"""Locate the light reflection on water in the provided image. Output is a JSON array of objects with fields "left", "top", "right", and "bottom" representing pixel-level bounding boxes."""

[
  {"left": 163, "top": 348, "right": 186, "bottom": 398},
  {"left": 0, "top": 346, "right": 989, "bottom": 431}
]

#### Exercise task
Reproduce all the lines above, the request included, adding 17 to each bounding box coordinate in the answers.

#### Output for this task
"""Locate the light reflection on water in the provided image. Output is a JSON array of objects with fields "left", "top", "right", and "bottom" representing pixel-level bounding boxes."""

[
  {"left": 180, "top": 365, "right": 203, "bottom": 415},
  {"left": 17, "top": 363, "right": 1006, "bottom": 448}
]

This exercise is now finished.